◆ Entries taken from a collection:
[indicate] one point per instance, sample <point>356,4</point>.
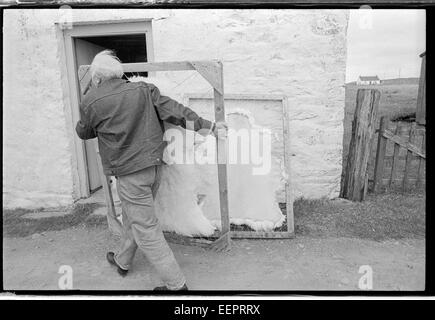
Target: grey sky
<point>393,42</point>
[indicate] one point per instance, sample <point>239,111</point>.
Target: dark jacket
<point>127,117</point>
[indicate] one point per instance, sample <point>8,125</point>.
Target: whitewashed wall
<point>297,53</point>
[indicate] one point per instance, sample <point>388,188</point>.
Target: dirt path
<point>32,263</point>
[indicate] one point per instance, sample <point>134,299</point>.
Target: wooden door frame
<point>71,87</point>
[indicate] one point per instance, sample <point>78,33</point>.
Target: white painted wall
<point>298,53</point>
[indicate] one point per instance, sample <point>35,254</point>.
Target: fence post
<point>409,155</point>
<point>396,155</point>
<point>354,183</point>
<point>380,155</point>
<point>420,115</point>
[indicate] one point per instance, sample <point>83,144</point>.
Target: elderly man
<point>128,120</point>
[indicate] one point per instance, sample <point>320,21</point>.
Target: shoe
<point>165,288</point>
<point>111,258</point>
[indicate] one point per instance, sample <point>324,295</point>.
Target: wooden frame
<point>413,150</point>
<point>287,158</point>
<point>70,80</point>
<point>212,71</point>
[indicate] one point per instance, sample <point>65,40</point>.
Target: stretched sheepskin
<point>187,201</point>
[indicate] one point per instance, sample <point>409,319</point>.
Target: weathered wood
<point>210,70</point>
<point>395,157</point>
<point>408,158</point>
<point>222,163</point>
<point>363,127</point>
<point>84,79</point>
<point>380,155</point>
<point>404,143</point>
<point>287,161</point>
<point>421,162</point>
<point>114,225</point>
<point>420,116</point>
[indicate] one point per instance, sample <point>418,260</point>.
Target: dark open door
<point>85,51</point>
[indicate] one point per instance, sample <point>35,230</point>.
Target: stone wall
<point>297,53</point>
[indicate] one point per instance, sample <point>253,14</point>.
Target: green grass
<point>15,224</point>
<point>380,217</point>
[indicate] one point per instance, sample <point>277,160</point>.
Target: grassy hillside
<point>397,99</point>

◆ WORK TO COMPLETE:
Starting with the line that contains "[indicate] one point per instance, sample <point>35,254</point>." and going on through the line that contains "<point>111,258</point>", write those lines out again with "elderly man" replaced by "old man" and everything else left the same.

◆ RESULT BELOW:
[indicate] one point per instance, sample <point>35,254</point>.
Target: fence post
<point>409,155</point>
<point>396,155</point>
<point>354,183</point>
<point>380,155</point>
<point>420,115</point>
[indicate] one point per instance, sample <point>83,144</point>.
Target: old man
<point>128,120</point>
[indicate] one point per instance, sample <point>320,21</point>.
Target: shoe
<point>165,288</point>
<point>111,258</point>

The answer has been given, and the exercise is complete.